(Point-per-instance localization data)
/---
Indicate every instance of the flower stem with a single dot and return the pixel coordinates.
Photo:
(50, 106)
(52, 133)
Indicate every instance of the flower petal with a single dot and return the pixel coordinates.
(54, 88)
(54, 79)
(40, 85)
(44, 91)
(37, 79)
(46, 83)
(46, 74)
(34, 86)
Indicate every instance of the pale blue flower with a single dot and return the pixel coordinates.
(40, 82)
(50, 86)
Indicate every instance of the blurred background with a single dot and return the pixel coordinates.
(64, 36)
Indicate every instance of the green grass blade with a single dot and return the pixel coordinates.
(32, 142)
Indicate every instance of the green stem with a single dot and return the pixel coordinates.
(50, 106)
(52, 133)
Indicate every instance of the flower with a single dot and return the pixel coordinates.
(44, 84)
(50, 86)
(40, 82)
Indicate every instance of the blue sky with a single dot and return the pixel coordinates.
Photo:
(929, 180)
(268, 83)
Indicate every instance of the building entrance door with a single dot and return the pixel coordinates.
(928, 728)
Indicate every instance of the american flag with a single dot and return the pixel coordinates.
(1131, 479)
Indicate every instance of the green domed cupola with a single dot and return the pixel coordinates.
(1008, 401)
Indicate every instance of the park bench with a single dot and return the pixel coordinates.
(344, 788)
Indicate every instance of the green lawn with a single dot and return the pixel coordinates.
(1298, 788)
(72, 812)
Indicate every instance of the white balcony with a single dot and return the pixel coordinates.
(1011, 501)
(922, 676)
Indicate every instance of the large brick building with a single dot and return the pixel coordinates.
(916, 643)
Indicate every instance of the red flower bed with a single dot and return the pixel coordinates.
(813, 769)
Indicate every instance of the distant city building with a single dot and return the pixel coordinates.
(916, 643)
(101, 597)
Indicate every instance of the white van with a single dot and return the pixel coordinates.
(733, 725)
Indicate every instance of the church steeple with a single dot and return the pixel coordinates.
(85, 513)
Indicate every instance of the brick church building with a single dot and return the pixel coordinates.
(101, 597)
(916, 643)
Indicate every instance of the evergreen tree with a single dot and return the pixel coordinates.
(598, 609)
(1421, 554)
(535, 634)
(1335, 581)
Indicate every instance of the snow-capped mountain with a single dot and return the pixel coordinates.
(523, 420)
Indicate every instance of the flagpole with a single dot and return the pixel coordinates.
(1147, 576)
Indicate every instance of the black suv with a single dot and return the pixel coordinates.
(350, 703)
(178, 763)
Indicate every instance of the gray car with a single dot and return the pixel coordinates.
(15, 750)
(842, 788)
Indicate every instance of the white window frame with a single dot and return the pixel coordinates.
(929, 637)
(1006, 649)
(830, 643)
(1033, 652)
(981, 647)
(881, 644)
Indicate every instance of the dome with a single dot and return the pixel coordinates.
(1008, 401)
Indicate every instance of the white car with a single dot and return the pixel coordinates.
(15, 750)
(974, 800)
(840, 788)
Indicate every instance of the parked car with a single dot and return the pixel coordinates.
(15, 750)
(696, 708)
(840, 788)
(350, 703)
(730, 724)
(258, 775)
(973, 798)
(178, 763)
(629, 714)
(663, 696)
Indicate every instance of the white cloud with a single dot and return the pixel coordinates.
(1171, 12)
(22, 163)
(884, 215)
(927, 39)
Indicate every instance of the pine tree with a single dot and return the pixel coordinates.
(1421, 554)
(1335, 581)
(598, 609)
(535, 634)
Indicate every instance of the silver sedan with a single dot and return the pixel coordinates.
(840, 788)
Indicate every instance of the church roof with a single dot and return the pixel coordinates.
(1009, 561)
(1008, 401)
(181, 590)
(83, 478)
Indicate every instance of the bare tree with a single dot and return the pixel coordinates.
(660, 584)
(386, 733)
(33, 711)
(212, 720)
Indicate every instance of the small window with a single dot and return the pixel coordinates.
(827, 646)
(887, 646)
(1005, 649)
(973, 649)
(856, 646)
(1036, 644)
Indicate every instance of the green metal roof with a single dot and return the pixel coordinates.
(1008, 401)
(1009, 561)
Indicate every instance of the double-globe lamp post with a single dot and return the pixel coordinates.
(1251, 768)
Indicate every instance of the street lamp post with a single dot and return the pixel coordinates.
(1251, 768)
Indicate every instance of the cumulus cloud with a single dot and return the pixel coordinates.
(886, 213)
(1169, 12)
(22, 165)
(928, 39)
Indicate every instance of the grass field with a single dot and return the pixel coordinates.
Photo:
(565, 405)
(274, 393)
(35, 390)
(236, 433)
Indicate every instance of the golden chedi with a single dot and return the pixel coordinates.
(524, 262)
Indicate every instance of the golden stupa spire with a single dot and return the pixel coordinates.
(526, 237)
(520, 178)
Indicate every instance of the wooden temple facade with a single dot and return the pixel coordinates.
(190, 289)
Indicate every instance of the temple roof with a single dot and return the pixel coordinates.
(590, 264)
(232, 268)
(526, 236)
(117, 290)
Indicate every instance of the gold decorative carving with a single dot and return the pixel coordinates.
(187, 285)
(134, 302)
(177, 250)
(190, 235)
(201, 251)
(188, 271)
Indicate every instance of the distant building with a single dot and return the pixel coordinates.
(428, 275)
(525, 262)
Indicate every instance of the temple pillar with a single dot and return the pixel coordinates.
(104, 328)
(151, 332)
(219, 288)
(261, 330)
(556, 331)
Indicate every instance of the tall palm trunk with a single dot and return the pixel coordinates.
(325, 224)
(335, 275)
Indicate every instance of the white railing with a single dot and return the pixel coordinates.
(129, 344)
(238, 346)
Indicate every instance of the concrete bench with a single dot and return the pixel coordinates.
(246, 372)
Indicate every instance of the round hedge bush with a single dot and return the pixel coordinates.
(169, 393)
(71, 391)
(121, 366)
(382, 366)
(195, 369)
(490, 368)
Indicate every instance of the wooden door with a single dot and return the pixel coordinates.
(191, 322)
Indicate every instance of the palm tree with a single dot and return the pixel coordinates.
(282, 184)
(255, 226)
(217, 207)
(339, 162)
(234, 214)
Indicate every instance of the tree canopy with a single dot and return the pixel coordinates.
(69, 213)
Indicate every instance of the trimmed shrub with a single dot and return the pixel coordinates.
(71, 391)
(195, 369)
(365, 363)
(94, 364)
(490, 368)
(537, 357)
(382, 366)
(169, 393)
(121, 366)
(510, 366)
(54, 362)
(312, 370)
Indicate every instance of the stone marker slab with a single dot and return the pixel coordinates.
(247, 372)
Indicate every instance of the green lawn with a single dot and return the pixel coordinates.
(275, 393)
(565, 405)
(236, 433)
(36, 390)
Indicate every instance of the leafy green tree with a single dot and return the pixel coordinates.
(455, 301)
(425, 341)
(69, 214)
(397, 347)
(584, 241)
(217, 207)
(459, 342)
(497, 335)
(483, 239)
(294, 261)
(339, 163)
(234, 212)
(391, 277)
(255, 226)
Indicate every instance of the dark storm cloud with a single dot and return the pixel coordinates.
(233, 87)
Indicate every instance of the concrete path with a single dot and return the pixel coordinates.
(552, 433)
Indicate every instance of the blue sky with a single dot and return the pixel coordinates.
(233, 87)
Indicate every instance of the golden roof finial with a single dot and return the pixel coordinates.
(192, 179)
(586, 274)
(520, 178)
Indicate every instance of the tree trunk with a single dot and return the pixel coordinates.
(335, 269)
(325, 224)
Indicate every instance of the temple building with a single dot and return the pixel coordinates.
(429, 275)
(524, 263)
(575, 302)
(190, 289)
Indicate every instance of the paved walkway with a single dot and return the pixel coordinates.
\---
Your instructions:
An exact copy is needed of the closing lines of the entries above, counting from the one that contains "Indicate every instance of the temple building" and including it and the last.

Task output:
Indicate every instance of the temple building with a single dot and return the pixel coordinates.
(429, 275)
(524, 263)
(575, 302)
(190, 289)
Indicate every instance of the paved walkway with a single dot and return the pixel coordinates.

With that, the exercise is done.